╭─ Working data
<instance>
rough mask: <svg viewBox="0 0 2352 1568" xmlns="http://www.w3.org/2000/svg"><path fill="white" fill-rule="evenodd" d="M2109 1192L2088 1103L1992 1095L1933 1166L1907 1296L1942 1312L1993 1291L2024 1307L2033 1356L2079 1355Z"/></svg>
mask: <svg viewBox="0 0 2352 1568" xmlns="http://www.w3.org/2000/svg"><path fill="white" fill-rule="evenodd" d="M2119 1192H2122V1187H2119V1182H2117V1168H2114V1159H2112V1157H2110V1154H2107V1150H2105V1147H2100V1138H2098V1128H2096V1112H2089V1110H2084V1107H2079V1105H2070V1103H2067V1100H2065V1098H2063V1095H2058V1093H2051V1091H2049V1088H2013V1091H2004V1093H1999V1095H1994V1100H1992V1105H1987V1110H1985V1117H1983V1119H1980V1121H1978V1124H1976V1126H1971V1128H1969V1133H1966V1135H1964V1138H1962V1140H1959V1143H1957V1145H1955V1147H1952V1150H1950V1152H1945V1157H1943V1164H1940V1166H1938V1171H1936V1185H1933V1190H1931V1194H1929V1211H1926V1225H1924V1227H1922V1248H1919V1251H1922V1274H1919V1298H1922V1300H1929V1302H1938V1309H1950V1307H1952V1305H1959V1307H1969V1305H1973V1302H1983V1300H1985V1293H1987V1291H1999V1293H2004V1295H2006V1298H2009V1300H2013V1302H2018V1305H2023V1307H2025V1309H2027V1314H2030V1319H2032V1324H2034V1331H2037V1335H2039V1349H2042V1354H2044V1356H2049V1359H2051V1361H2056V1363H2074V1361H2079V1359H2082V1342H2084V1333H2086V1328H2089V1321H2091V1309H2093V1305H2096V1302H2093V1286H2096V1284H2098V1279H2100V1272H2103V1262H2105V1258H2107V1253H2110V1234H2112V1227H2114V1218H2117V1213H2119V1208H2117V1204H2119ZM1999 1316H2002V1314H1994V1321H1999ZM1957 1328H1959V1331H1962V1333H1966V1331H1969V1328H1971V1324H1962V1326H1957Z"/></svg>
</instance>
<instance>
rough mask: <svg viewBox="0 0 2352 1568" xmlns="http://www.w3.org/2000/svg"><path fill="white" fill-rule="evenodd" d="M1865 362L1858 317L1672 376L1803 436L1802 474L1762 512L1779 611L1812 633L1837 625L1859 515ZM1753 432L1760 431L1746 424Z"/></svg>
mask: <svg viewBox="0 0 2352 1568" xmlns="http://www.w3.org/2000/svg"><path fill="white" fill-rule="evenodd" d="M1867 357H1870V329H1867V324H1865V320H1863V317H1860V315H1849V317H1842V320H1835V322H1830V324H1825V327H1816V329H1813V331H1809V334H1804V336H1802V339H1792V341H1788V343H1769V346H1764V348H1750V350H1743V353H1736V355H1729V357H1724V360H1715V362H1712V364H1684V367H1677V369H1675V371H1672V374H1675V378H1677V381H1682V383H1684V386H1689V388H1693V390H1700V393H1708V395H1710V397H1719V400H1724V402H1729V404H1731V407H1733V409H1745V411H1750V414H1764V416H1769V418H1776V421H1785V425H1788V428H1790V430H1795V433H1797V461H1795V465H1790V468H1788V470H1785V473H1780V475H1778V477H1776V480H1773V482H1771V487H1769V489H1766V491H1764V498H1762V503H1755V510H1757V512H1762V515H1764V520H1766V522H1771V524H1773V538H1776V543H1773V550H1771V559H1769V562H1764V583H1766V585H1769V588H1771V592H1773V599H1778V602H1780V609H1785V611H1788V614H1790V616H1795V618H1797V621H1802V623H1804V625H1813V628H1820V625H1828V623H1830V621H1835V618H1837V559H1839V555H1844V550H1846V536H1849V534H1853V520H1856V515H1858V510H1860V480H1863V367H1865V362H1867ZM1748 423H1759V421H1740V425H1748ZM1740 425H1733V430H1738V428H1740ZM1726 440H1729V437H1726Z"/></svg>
╰─
▶ _Directions for this task_: Copy out, unchanged, the lines from the one containing "</instance>" through the one containing "362L1858 317L1672 376L1803", both included.

▶ _Response_:
</instance>
<instance>
rough mask: <svg viewBox="0 0 2352 1568" xmlns="http://www.w3.org/2000/svg"><path fill="white" fill-rule="evenodd" d="M1865 362L1858 317L1672 376L1803 436L1802 474L1762 512L1779 611L1812 633L1837 625L1859 515ZM1753 432L1760 431L1746 424Z"/></svg>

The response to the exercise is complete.